> [PASSAGE EXTRAIT]:
L’œuvre de M. Ponchon, sans bruit, sans éclat de colère et sans fureur démonstrative, proteste contre les toquades les plus fâcheuses de notre temps et qui gâteraient bientôt notre littérature, signe de notre pensée.

Or, dira-t-on, c’est bien ! Mais fallait-il, pour cela, mener la muse au cabaret ?

J’avoue que ce n’était pas indispensable, et que ni le cabaret, ni le petit café, ni le « bistro » ne sont les plus jolis endroits où l’on pouvait mener la muse. J’avoue aussi que la poésie des mangeailles, ripailles et buveries est assez étroitement limitée et qu’on trouvera des redites dans les poèmes que M. Ponchon leur consacre.

Mais, quoi ! tant d’autres poètes avaient endimanché la muse ! Elle faisait la mijaurée, ou la précieuse, ou la sublime. M. Ponchon la traite un peu comme, le bonhomme Chrysale, ces péronnelles de Philaminte et de Bélise. Le bonhomme Chrysale dit qu’une femme en sait toujours assez quand la capacité de son esprit se hausse à connaître un pourpoint d’avec un haut-de-chausse ; et M. Ponchon dit qu’une muse n’est point sotte si elle sait distinguer le bon vin de la piquette.

Chrysale exagère la vérité. On lui en veut de rabaisser à de viles besognes l’esprit des femmes et leur étude. Et M. Ponchon, ne rabaisse-t-il pas le génie de la muse ? Peut-être ! Mais elle était sur le point de se monter la tête et perdait le sens commun. Distinguer le bon vin de la piquette, veuille-t-elle ne pas s’y tromper, est une école excellente, si elle s’accoutume par là, de jour en jour, à distinguer les mots vrais et les mots frelatés, les idées pleines et les idées vides. Parmi les idées pleines, ensuite, elle choisira les plus belles et les meilleures ; les idées vides, elle ne les choisira jamais, en dépit de leurs mines et de leurs singeries.

Socrate se vantait de ramener la philosophie du ciel sur la terre. Non qu’il se fût promis de ne point regarder le ciel ; mais il détestait une rêverie vague et analogue aux nuages perdus dans le vent.

Une année, le prix de Rome pour la peinture ne fut pas décerné, les candidats n’ayant donné rien qui parût digne de récompense. On les avait priés de peindre le vieux Silène un peu gris et la nymphe Eglé : celle-ci barbouille de raisin le visage de l’ivrogne ; et des bergers maintiennent gaiement les bras et les jambes de Silène. Joli sujet ! Nos jeunes peintres n’ont pas su tirer d’un sujet si joli autre chose que niaiserie laborieuse et ennuyeuse :


C’est à supposer que jamais
Ils n’ont rencontré ce Silène
Ni de nymphes dans les forêts,
Alors que la France en est pleine !

> [Extrait du jeu de données]:

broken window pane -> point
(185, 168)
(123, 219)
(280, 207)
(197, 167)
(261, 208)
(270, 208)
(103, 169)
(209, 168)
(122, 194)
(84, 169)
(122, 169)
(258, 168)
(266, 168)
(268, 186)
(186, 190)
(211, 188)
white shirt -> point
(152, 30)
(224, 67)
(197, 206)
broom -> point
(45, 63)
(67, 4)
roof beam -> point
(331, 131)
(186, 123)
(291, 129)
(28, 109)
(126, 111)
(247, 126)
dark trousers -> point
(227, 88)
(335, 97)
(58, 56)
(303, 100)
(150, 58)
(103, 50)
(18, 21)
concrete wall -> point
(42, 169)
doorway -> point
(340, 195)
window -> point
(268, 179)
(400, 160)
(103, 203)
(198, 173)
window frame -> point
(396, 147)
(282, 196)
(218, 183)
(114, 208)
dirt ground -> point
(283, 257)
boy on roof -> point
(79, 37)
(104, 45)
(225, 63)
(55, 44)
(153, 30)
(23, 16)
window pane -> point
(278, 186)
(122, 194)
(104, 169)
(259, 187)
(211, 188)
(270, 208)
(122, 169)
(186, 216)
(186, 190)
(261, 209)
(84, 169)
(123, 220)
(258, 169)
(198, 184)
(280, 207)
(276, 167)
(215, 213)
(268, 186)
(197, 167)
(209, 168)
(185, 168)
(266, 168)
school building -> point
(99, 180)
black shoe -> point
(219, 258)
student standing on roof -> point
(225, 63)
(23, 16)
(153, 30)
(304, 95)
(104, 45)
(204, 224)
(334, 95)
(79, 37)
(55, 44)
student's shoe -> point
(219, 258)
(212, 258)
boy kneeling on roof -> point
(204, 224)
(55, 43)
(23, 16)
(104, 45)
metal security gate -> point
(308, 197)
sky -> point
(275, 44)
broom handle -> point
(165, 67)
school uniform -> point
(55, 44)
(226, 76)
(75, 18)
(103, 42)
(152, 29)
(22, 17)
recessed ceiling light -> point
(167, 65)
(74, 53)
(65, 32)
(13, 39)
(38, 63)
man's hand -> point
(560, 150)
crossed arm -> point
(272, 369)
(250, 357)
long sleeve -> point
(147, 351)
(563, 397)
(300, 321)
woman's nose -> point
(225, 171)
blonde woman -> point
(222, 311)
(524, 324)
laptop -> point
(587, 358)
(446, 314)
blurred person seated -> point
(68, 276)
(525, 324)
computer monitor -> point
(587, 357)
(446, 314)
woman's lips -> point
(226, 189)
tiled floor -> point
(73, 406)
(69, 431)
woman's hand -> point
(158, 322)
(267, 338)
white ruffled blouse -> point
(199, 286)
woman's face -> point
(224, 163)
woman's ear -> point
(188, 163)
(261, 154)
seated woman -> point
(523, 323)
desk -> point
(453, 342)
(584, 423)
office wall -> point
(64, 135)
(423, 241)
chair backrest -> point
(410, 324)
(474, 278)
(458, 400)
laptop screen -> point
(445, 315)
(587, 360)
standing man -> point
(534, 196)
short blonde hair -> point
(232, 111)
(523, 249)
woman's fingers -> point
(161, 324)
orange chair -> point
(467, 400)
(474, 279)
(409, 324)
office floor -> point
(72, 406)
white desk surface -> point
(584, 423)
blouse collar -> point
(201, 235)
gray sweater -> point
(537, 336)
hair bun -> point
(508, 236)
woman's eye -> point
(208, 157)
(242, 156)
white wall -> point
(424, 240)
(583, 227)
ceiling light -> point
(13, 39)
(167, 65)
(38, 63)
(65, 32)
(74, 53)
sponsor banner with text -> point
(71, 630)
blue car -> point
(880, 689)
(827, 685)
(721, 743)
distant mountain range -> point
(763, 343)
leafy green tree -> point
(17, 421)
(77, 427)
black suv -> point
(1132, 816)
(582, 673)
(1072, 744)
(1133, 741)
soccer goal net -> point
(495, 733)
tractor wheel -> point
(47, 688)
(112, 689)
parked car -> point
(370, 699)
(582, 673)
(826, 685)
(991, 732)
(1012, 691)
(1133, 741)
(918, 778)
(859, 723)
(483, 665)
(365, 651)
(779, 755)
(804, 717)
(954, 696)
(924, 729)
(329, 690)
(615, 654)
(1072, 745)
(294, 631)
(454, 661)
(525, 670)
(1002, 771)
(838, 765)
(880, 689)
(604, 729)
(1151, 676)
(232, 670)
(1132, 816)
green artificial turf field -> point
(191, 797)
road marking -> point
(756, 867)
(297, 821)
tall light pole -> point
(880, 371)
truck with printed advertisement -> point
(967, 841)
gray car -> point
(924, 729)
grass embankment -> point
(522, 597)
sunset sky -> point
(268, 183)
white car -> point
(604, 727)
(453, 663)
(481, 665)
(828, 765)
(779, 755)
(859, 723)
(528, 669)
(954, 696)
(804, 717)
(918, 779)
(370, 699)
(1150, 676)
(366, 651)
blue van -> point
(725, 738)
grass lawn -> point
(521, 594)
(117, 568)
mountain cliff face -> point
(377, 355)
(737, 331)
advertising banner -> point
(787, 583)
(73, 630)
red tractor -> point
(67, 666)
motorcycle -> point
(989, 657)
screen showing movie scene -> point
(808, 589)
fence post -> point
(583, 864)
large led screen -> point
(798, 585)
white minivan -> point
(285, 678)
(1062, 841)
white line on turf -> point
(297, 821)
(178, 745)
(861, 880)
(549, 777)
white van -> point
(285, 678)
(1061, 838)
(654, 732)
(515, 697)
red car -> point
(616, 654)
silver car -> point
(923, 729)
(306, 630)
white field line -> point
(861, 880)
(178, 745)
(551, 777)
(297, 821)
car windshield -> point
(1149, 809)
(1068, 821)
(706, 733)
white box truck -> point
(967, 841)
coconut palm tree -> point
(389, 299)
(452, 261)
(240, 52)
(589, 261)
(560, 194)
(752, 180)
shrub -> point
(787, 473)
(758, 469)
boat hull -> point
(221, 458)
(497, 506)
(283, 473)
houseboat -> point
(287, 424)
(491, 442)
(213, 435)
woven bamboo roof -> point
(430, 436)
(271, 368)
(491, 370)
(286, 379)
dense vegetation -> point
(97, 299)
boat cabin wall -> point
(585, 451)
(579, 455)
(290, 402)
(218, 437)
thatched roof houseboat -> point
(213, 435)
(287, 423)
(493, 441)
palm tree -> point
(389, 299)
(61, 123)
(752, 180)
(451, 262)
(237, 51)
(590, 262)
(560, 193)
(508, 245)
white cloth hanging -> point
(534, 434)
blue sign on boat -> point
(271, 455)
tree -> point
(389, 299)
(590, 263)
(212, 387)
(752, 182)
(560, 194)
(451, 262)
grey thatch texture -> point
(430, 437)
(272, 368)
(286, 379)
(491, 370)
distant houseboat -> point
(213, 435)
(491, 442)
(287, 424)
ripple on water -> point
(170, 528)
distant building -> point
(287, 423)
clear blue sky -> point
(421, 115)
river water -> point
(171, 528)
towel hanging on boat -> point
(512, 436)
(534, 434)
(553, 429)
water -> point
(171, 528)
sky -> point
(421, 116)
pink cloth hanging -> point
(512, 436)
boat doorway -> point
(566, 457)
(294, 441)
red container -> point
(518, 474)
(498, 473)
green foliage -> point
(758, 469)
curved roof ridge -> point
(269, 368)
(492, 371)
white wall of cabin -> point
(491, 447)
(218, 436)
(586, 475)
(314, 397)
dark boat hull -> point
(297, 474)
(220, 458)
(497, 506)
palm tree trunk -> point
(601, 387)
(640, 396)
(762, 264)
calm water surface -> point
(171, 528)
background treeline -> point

> [DESCRIPTION DU PROBLÈME]: Renvoyez à l'identique, dans le texte consacré à l'œuvre de M. Ponchon, le segment allant de « Socrate se vantait » jusqu'à « dans le vent. » inclus. Les enregistrements proviennent d'une autre source.

> [RÉSULTAT DE LA TÂCHE]:
Socrate se vantait de ramener la philosophie du ciel sur la terre. Non qu’il se fût promis de ne point regarder le ciel ; mais il détestait une rêverie vague et analogue aux nuages perdus dans le vent.